— BEGIN —

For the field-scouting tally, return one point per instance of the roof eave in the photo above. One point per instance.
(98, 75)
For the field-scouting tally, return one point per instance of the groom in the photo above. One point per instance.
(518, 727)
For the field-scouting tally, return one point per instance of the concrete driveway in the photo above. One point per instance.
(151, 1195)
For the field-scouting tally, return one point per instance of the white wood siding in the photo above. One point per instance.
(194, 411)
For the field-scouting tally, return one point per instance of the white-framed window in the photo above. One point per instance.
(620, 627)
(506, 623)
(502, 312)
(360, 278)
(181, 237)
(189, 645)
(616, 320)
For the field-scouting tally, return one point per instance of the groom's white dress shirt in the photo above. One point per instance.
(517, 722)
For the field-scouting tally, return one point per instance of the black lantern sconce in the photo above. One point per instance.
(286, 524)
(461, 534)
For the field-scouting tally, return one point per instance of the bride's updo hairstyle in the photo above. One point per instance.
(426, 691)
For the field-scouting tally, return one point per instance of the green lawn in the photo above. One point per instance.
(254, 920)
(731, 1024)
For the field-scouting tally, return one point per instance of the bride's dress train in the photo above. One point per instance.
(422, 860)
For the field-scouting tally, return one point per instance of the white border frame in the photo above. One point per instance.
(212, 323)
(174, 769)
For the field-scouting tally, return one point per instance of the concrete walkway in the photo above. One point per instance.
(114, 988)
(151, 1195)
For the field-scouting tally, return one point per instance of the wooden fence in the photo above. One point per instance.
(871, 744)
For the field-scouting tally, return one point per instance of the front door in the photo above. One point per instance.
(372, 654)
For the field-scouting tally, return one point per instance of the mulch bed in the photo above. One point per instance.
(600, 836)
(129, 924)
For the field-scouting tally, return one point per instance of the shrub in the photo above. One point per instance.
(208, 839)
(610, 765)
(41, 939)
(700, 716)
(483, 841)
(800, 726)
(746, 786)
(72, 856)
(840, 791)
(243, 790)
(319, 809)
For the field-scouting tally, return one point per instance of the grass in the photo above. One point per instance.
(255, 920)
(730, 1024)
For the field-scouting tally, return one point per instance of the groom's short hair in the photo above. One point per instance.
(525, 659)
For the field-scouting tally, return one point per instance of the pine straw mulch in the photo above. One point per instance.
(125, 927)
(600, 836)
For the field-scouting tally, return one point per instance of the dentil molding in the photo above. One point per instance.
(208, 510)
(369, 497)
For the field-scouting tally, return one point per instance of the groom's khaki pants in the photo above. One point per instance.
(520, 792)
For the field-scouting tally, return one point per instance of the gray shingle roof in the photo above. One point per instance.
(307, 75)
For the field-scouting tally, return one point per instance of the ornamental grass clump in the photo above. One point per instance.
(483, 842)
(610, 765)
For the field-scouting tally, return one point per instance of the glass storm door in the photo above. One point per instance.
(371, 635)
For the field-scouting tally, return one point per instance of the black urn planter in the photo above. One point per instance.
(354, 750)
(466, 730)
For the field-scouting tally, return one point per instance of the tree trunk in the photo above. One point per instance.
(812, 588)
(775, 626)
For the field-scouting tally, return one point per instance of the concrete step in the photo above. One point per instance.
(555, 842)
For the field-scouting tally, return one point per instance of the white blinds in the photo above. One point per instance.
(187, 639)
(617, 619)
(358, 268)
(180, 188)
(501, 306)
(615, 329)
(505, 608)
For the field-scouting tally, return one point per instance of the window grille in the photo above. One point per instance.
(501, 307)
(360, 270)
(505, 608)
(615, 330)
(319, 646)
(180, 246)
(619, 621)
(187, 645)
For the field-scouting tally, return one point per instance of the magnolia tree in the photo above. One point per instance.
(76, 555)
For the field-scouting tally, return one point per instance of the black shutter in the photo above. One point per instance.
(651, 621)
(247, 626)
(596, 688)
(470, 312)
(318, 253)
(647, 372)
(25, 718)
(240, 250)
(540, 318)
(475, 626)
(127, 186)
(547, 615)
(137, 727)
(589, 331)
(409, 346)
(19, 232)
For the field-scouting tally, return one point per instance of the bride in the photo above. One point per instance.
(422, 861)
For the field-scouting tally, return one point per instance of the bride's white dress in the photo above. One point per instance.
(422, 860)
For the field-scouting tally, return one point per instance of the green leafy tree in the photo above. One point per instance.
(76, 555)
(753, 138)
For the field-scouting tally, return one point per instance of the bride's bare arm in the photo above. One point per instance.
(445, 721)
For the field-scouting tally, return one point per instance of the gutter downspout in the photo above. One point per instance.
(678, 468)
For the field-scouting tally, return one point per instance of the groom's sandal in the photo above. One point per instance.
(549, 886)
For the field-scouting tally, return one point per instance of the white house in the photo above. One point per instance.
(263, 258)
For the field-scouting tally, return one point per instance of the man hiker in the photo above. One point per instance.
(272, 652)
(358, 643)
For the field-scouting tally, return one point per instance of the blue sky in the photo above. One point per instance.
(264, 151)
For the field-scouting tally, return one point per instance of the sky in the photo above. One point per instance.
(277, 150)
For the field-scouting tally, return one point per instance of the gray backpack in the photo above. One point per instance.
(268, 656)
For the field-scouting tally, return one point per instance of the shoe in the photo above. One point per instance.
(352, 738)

— END —

» What to produce: Repeat exactly the lines starting at the line with "the bride's bare" and ending with the final line of the entries. Include nothing else.

» Reply to the task:
For the field-scouting tally, return one point per instance of the bride's bare arm in the photo above. One point per instance.
(445, 721)
For the field-scouting tally, return one point per instance of the gutter downspout in the photo above. One point per instance.
(678, 468)
For the field-scouting tally, return one point per instance of the groom's sandal in the photo above. One point per instance.
(549, 886)
For the field-scouting tally, return one point per instance of the white house in the photo above. One point per instance.
(263, 258)
For the field-scouting tally, return one point per instance of the man hiker in the photo above. One point per instance.
(272, 652)
(358, 643)
For the field-scouting tally, return one point per instance of the blue sky in the photo above. One point per instance.
(264, 151)
For the field-scouting tally, return one point per instance of the sky in the photo above. One point per instance.
(277, 150)
For the field-scouting tally, return one point per instance of the gray backpack in the photo above. One point per instance.
(268, 656)
For the field-scouting tally, return one point per instance of the shoe in the photo above. One point per instance.
(352, 738)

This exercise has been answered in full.